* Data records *
Start of Block
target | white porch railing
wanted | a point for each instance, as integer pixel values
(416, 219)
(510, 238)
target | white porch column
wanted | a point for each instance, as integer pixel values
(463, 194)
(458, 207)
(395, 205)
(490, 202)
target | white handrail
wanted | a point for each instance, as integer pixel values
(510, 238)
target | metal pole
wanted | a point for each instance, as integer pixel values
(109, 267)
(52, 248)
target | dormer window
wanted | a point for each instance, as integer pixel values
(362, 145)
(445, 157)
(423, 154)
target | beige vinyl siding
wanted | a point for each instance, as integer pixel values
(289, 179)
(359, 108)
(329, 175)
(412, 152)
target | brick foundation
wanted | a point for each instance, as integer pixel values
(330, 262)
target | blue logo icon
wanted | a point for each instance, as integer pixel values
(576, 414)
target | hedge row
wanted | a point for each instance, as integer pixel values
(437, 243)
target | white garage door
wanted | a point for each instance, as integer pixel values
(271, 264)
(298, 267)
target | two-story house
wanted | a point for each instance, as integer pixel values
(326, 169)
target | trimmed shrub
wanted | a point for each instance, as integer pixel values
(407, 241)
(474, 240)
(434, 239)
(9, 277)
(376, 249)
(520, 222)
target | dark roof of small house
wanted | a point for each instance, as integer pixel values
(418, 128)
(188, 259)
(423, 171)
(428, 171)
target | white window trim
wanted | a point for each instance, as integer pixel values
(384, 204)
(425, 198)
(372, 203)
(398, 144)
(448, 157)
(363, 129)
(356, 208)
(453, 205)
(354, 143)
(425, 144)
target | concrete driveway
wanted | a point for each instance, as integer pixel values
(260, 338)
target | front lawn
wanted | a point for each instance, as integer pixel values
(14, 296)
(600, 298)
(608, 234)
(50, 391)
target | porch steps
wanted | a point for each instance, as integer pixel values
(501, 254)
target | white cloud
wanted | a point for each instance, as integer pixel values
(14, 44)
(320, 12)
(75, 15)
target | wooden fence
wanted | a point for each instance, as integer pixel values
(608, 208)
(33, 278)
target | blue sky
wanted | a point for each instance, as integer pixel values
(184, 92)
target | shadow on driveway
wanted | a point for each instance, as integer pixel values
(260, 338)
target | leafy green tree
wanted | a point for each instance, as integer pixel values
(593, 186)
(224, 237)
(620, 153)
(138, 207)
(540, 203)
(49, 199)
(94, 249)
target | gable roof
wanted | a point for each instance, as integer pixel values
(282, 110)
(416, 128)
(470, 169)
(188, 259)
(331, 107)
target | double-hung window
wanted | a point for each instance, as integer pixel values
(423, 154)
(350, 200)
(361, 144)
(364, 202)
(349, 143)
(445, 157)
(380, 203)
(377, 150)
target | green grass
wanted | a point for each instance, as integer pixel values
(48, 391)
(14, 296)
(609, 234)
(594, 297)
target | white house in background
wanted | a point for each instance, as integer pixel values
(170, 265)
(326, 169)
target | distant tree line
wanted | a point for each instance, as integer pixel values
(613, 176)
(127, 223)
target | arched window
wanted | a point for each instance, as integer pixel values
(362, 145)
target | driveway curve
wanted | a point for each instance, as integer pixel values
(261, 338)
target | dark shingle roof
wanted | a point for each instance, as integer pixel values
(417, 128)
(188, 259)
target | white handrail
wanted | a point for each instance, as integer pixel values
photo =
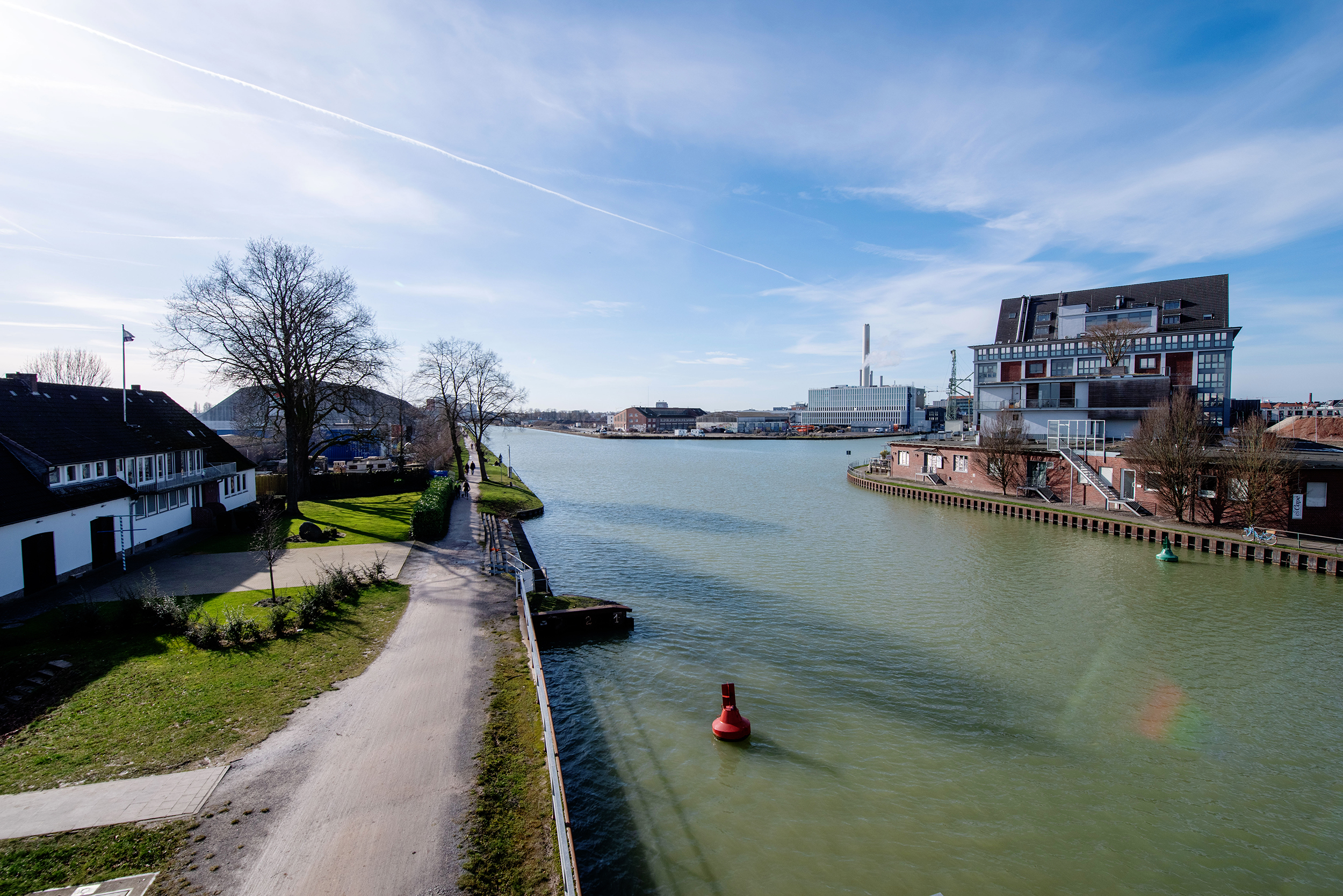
(559, 806)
End of Block
Review the entries above and return every line where "roof" appears.

target | dark roof of small house
target | gable roof
target | dark shingle roof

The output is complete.